Problem statement: What follows is a listing. Write it all out exactly.
-- Opening Marker --
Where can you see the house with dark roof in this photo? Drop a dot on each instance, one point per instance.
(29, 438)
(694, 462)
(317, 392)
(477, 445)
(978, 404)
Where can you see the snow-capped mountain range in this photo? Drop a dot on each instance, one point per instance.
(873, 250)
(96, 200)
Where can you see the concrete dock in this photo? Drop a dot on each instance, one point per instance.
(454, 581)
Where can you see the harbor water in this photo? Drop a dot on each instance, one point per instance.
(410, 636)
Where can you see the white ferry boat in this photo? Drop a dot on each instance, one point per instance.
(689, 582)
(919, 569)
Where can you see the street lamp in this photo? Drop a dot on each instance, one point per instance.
-- Closing Marker --
Solved exercise:
Where can you see the house with dark roof in this photo? Drop a dot on each instance, one point per instance.
(29, 438)
(694, 462)
(317, 392)
(477, 445)
(978, 404)
Where can you see the snow-capped mountain range in this photo? Drop a dot on each instance, one point per instance.
(873, 250)
(96, 200)
Where can you see the concrete dock in this photo? Drop a dot on each instance, one point per instance.
(454, 581)
Where can you see the harbor water in this photo? Drop a dot on each instance, one point per instance.
(410, 636)
Where can you see the white ferry boat in this photo? Drop a dot on each instance, one point per instance.
(689, 582)
(919, 569)
Where can you see the street lamp in this photo? Drop a dot on each instance, one point per instance.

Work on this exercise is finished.